━━━ EXERCISE INPUT ━━━

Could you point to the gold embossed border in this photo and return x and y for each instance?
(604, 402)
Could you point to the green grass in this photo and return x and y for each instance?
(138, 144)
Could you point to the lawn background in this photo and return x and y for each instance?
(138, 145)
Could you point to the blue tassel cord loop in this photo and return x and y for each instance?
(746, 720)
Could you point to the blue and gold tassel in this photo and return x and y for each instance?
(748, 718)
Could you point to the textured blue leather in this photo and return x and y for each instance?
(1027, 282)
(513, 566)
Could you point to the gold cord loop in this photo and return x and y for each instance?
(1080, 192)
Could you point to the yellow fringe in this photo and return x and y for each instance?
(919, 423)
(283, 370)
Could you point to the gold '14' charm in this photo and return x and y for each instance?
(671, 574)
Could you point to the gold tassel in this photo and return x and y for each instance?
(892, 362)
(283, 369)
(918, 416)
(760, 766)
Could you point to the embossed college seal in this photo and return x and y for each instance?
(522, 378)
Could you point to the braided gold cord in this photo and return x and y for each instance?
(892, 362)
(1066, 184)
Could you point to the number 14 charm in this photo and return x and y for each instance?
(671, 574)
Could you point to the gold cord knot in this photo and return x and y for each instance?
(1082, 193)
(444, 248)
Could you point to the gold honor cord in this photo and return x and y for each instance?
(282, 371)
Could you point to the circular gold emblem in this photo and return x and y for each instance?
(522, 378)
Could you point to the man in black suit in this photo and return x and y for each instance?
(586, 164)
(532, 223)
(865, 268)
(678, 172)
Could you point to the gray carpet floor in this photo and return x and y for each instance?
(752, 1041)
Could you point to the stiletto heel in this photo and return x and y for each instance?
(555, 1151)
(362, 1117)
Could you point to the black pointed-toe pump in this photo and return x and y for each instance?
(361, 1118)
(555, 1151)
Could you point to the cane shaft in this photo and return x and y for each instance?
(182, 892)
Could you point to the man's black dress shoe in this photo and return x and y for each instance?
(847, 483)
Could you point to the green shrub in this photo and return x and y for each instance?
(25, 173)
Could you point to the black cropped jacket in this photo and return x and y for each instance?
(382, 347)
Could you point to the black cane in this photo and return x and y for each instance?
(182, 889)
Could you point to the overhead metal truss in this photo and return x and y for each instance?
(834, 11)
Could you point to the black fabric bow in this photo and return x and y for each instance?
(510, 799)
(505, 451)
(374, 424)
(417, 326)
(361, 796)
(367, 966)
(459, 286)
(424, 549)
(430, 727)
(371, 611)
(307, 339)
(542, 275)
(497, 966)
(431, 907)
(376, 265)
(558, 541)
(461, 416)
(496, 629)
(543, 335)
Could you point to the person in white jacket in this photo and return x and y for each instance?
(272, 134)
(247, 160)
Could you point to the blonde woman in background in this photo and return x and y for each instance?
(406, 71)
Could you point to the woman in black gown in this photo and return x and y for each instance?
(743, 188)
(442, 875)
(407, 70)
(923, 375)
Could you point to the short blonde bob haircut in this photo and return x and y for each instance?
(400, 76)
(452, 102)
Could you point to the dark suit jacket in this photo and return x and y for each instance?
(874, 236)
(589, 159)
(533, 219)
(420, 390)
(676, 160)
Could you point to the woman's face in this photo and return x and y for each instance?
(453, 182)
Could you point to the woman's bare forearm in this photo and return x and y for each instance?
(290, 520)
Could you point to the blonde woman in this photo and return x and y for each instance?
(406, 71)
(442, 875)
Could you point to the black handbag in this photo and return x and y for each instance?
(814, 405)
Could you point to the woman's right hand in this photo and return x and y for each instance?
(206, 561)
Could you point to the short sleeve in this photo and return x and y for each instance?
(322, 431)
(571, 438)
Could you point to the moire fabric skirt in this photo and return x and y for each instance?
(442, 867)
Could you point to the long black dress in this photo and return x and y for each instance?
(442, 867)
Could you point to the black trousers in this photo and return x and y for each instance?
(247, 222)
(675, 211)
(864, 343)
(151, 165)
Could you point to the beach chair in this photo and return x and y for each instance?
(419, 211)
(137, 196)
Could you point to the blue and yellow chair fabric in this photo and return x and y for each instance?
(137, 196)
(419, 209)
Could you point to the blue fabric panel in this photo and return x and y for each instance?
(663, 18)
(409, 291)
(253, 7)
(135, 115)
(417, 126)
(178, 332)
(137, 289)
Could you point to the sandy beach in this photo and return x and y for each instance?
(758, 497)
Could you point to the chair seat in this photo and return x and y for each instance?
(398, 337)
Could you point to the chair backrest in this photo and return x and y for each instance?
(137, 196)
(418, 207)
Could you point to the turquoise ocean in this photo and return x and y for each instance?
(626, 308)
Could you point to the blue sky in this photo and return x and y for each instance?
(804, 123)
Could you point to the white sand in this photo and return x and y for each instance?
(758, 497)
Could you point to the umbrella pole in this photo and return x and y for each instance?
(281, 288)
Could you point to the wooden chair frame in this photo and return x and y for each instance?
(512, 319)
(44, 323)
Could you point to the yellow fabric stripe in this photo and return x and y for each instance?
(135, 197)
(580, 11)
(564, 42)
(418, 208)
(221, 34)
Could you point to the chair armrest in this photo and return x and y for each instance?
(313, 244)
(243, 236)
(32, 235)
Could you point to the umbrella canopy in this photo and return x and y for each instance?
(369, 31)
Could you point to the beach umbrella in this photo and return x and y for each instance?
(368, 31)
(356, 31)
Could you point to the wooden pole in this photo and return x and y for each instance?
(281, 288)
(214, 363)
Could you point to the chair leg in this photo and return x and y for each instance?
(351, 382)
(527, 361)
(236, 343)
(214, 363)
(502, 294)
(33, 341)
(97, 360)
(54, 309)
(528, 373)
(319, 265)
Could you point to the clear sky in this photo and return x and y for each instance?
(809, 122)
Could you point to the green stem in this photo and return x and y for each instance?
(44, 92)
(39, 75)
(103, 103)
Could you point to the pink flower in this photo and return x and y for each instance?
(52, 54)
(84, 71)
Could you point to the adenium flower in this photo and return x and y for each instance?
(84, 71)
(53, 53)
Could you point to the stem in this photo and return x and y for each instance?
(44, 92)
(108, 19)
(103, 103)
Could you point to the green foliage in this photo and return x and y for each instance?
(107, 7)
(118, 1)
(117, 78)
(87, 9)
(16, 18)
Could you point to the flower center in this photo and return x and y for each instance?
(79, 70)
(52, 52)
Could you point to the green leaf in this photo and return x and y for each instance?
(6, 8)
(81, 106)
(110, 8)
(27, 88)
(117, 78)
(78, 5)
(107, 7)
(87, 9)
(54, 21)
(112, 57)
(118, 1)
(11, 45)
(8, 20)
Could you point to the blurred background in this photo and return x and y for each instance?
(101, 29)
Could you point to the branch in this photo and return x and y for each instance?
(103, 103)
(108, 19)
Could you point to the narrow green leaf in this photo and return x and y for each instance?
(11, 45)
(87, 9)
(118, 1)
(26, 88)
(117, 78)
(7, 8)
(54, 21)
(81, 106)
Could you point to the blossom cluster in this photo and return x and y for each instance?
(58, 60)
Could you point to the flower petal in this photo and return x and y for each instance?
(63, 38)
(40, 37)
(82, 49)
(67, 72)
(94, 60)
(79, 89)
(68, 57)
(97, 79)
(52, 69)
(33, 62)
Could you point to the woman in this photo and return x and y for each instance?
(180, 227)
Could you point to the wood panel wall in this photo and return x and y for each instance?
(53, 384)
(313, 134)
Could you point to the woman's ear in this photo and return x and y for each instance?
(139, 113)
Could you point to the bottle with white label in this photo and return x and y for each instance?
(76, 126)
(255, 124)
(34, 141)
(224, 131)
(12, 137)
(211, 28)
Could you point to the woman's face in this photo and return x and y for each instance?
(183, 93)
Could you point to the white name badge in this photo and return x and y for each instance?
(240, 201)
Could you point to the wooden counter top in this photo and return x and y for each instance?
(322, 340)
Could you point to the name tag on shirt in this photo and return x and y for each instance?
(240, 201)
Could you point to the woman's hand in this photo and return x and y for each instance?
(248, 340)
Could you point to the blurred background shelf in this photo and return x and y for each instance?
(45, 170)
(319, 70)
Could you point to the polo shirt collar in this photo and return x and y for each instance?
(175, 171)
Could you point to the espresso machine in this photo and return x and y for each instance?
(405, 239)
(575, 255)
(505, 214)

━━━

- BRIEF: Return exactly the lines from the line bearing "Could you point to the white name" to the end of the records, inclusive of both; include no other lines.

- OUTPUT BELOW:
Could you point to the white name badge in this photo and return x and y for each instance?
(240, 201)
Could you point to the wooden counter top in this photo and return x and y for each instance?
(322, 340)
Could you point to the name tag on shirt in this photo and return x and y for each instance?
(240, 201)
Could you point to the woman's hand in this photo and return x and y for each instance?
(248, 340)
Could you point to the blurred background shelf in this photo and return x and y for each instance?
(45, 170)
(319, 70)
Could you point to the polo shirt collar in this photo and return x and y for each instance?
(175, 171)
Could you point to the espresso machine in this photo and return x and y for each instance?
(405, 239)
(575, 255)
(505, 214)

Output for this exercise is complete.